- [EXERCISE DESCRIPTION] From the line with "job: provide the outline of every instance of the second" through the final line, please write out the listing exactly, including both of those lines.

- [RAW RECORDS]
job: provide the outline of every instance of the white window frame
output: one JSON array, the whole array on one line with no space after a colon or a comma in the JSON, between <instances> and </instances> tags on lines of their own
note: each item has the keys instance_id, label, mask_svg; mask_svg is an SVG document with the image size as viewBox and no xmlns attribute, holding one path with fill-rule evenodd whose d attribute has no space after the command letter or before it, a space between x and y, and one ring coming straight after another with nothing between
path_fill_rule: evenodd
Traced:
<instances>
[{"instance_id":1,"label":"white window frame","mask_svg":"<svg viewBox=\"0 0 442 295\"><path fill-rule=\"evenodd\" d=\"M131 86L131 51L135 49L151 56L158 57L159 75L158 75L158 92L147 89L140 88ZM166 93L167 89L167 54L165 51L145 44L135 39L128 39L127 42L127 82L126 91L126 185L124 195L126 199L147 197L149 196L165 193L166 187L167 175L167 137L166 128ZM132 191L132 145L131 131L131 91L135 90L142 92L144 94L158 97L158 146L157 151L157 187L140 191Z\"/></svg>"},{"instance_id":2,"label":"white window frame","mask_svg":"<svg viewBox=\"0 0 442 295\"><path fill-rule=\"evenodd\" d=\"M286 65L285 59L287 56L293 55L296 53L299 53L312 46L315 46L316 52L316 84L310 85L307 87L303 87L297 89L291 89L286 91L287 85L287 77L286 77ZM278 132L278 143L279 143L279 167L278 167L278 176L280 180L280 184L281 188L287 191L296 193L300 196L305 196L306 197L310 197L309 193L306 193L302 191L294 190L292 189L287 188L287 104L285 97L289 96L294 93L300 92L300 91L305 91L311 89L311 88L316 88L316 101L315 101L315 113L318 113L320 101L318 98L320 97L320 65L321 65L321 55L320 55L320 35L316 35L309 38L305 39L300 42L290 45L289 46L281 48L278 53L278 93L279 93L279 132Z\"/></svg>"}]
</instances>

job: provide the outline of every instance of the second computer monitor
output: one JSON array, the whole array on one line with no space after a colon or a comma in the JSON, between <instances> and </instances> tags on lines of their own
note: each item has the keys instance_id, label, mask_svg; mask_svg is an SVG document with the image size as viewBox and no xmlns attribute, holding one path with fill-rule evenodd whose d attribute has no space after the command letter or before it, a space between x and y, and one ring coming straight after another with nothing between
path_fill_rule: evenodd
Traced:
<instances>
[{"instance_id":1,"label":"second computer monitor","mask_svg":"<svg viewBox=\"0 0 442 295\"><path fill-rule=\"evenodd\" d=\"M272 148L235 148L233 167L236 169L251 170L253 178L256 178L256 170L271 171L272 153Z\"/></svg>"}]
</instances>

- [SOLVED PROBLEM]
job: provide the outline of every instance of the second computer monitor
output: one JSON array, the whole array on one line with no space after a colon or a comma in the JSON, between <instances> and </instances> tags on lines of their own
note: each item has the keys instance_id, label, mask_svg; mask_svg is an SVG document with the image size as viewBox and no xmlns attribute, holding one path with fill-rule evenodd whose d attribute has no space after the command letter or before it, a space between x and y, and one ring coming straight after another with nothing between
path_fill_rule: evenodd
Traced:
<instances>
[{"instance_id":1,"label":"second computer monitor","mask_svg":"<svg viewBox=\"0 0 442 295\"><path fill-rule=\"evenodd\" d=\"M272 148L235 148L233 167L236 169L251 170L253 178L256 178L256 170L271 171L272 153Z\"/></svg>"}]
</instances>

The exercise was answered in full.